• [Problem requirements]: Copy out the excerpt below on early Byzantine notions of the polis, word for word and in full.

• [Excerpt]:

Early Byzantine Notions of the Polis: An Inquiry


3.1 
The purpose of the present paper is to take a mountaintop view from the perspective of the early Byzantine empire and to explore how the idea and ideal of the ancient Greek polis was maintained and adapted under these changed historical circumstances. This takes us to the fourth to seventh centuries of the common era, a time when the entire Mediterranean, including the Greek-speaking regions of Greece and the Levant, was ruled by emperors in the Roman tradition established by Augustus (hence the alternative labels for this period "Later Roman Empire," or "Late Antiquity"). The end of this period is marked by the political collapse of the regional integrity of the Roman Empire when, as the result of the Arab conquests of the seventh century, Syria, Palestine, and Egypt came under Muslim rule. Since the fifth century, this had been preceded by a process of steady erosion in the Western regions of the Roman Empire, where powerful generals and Germanic kings established themselves as local rulers.

3.2 
The beginning of our period of inquiry, the fourth century, brought a new element to the fore that would shape the daily life of individuals as much as the political agenda of rulers for more than a millennium: the Christian religion. What had begun as a sectarian movement within Judaism, had soon gained followers among the adherents of Greco-Roman religion so that by around the year 300, despite periodic persecutions, about five to ten percent of the population of the Roman Empire were Christians, according to a widely accepted estimate. It was the Emperor Constantine who accelerated the pace of Christianization when he ended the persecutions, granted legal recognition to the new religion, showed favor to its representatives, the bishops, and gave generous donations for the construction of churches in Rome, Constantinople, and the Holy Land.

• [Extracted information]:
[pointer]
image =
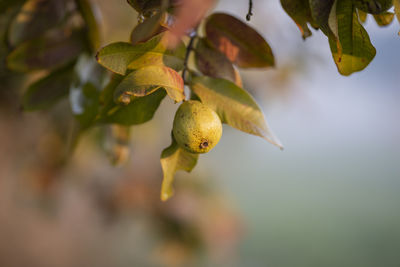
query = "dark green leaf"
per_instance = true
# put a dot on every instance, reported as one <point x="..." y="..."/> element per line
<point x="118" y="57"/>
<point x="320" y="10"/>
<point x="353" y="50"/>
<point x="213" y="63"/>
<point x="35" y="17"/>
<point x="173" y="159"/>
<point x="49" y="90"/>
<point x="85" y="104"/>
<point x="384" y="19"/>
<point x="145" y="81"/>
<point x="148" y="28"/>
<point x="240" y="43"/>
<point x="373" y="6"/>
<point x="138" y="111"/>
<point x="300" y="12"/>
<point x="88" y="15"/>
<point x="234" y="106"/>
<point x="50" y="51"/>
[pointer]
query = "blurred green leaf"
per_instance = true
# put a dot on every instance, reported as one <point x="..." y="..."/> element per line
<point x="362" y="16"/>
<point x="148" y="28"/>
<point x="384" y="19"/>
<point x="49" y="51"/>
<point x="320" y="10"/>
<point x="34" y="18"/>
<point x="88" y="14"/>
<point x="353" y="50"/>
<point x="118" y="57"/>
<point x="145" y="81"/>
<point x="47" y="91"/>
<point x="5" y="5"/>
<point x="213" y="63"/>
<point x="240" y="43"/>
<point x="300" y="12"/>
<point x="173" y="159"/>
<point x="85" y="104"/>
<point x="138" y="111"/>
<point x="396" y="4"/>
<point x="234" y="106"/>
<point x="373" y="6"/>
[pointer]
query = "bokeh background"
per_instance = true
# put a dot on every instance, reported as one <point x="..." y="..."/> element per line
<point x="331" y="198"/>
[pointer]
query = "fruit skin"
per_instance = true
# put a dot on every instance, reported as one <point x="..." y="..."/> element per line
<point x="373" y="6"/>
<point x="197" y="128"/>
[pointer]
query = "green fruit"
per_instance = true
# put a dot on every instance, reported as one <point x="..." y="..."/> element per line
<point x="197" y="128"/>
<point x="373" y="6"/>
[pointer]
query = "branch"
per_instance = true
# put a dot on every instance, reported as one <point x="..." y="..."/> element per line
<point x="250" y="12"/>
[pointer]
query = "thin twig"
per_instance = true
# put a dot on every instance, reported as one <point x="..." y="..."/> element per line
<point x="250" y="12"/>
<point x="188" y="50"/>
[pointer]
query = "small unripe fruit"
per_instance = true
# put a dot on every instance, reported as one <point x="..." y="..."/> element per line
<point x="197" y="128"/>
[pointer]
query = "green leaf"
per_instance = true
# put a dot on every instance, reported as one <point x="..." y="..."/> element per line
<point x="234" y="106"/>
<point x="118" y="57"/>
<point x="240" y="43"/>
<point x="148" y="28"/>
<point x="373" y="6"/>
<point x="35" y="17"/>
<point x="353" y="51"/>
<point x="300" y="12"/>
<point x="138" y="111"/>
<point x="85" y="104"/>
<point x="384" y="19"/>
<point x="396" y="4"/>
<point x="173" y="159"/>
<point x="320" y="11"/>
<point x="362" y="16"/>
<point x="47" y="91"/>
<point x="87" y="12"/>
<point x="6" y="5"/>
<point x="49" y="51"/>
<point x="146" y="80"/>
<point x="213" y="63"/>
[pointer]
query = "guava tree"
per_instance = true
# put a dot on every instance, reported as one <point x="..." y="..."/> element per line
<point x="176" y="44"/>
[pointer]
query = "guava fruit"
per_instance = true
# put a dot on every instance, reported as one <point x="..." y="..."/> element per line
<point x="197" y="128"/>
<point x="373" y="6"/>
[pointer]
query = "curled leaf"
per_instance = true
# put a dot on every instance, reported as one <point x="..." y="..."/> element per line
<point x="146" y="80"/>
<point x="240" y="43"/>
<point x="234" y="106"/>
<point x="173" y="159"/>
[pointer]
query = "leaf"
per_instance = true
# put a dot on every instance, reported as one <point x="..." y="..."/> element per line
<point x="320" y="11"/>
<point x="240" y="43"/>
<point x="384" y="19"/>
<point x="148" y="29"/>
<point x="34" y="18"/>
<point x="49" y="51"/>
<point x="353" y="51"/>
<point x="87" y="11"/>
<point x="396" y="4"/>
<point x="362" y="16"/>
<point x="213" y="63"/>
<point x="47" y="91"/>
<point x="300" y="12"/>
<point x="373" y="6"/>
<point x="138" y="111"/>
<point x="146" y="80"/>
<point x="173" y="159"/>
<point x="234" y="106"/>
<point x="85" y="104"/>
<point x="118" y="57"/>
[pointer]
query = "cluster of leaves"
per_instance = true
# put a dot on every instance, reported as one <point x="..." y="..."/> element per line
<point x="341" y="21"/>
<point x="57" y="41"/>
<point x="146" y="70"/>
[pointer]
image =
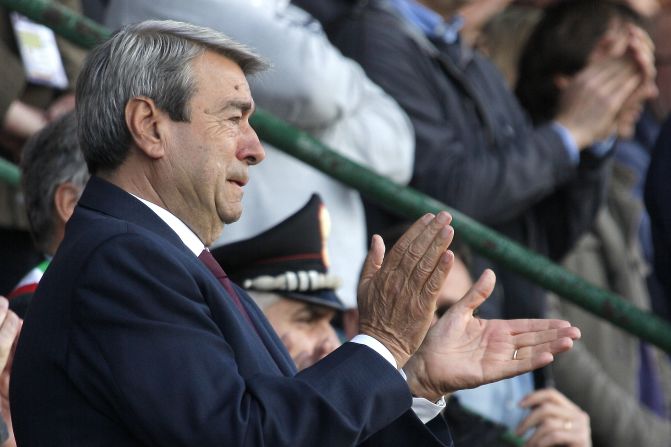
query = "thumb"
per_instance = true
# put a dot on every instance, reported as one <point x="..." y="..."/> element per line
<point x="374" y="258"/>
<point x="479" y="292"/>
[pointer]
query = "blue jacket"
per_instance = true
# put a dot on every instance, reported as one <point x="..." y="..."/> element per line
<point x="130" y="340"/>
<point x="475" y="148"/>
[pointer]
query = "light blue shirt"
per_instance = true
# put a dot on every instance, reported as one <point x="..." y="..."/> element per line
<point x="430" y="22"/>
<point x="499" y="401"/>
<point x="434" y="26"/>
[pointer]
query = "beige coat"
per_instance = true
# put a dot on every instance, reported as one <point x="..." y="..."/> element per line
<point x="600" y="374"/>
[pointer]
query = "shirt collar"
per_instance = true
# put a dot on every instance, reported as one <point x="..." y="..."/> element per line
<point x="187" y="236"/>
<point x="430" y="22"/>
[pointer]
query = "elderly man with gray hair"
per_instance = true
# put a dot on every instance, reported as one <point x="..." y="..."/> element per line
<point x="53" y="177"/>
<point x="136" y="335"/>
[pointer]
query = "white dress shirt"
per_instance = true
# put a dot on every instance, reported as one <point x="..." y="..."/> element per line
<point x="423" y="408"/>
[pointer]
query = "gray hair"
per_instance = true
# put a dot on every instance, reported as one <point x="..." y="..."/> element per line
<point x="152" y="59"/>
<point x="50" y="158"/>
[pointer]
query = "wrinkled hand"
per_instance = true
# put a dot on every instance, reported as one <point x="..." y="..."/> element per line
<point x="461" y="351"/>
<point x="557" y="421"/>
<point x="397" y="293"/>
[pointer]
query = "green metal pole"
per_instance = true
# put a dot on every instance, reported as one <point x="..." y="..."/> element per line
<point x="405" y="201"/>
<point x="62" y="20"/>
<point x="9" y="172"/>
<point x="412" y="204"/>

==

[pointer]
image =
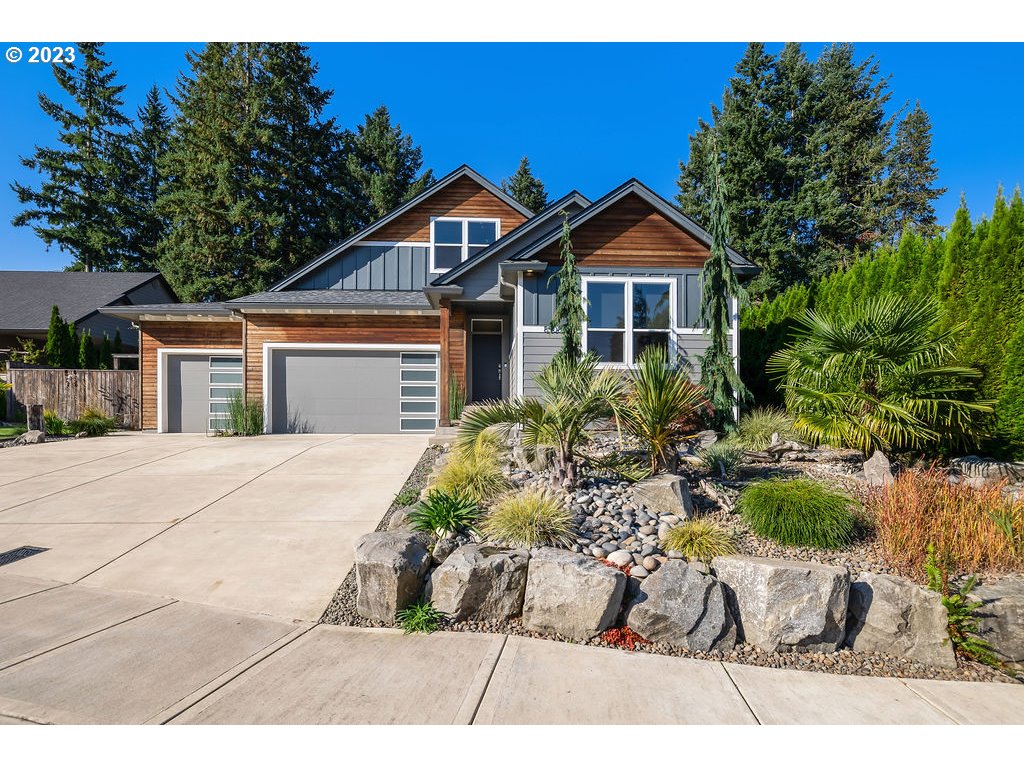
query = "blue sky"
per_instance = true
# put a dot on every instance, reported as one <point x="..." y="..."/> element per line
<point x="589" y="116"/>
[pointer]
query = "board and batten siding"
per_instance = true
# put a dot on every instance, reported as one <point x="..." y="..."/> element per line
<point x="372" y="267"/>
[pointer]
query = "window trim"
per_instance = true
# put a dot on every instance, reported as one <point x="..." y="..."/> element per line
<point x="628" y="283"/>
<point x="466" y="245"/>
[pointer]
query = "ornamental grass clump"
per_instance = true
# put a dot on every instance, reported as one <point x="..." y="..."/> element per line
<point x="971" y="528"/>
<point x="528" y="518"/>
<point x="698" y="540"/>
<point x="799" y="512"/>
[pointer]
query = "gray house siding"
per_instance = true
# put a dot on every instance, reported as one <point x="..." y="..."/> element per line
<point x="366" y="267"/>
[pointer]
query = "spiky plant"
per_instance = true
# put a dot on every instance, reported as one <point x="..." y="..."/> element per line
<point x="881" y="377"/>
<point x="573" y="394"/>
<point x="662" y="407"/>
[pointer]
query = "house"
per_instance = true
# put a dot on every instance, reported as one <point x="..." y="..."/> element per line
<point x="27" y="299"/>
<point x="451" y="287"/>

==

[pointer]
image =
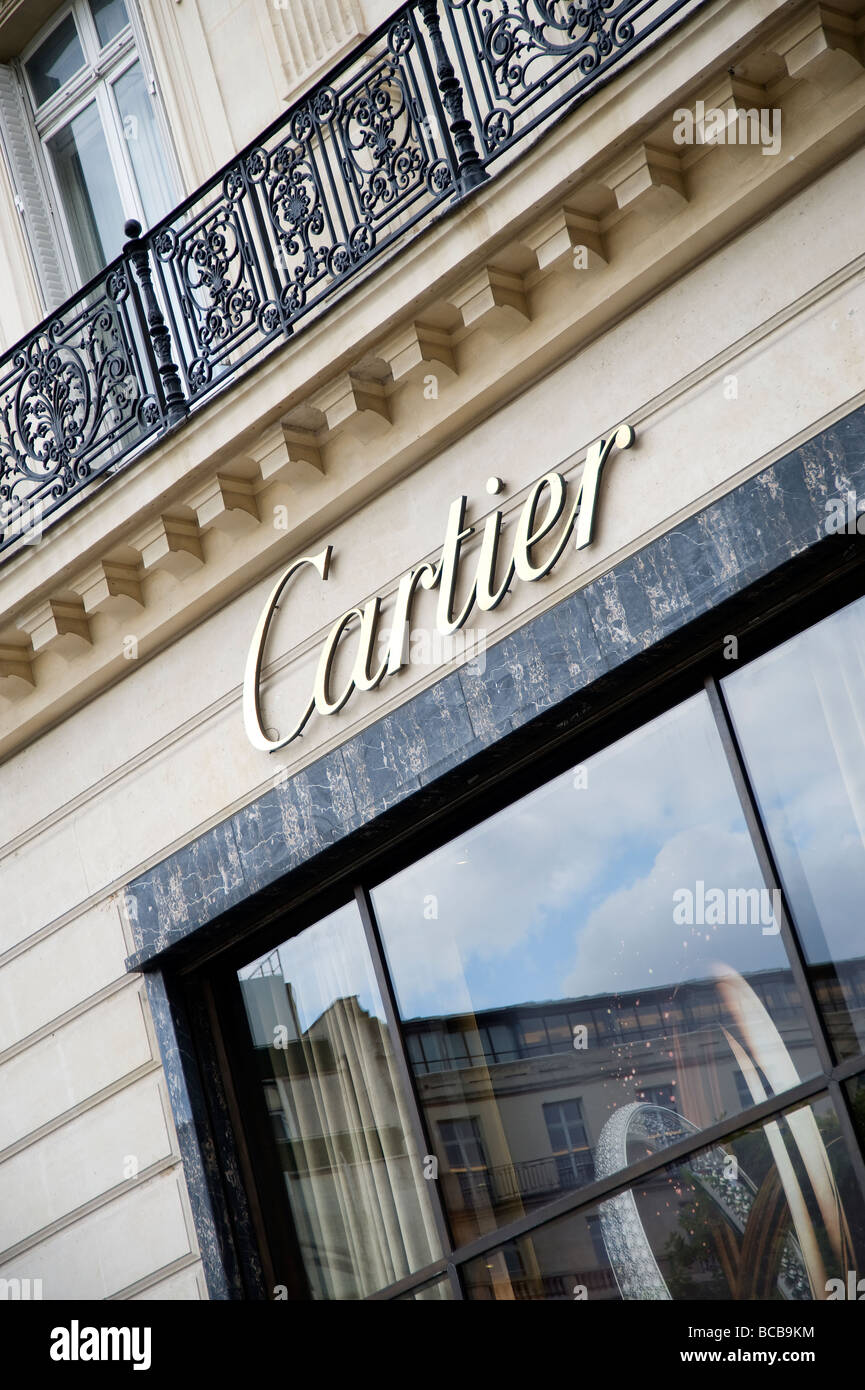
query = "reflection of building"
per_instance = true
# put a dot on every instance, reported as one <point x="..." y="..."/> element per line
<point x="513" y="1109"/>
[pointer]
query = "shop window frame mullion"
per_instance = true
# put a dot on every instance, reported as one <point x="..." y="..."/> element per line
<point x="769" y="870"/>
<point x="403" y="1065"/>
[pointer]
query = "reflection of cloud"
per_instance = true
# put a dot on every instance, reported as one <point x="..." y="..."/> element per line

• [Full response]:
Early Byzantine Notions of the Polis: An Inquiry


3.1 
The purpose of the present paper is to take a mountaintop view from the perspective of the early Byzantine empire and to explore how the idea and ideal of the ancient Greek polis was maintained and adapted under these changed historical circumstances. This takes us to the fourth to seventh centuries of the common era, a time when the entire Mediterranean, including the Greek-speaking regions of Greece and the Levant, was ruled by emperors in the Roman tradition established by Augustus (hence the alternative labels for this period "Later Roman Empire," or "Late Antiquity"). The end of this period is marked by the political collapse of the regional integrity of the Roman Empire when, as the result of the Arab conquests of the seventh century, Syria, Palestine, and Egypt came under Muslim rule. Since the fifth century, this had been preceded by a process of steady erosion in the Western regions of the Roman Empire, where powerful generals and Germanic kings established themselves as local rulers.

3.2 
The beginning of our period of inquiry, the fourth century, brought a new element to the fore that would shape the daily life of individuals as much as the political agenda of rulers for more than a millennium: the Christian religion. What had begun as a sectarian movement within Judaism, had soon gained followers among the adherents of Greco-Roman religion so that by around the year 300, despite periodic persecutions, about five to ten percent of the population of the Roman Empire were Christians, according to a widely accepted estimate. It was the Emperor Constantine who accelerated the pace of Christianization when he ended the persecutions, granted legal recognition to the new religion, showed favor to its representatives, the bishops, and gave generous donations for the construction of churches in Rome, Constantinople, and the Holy Land.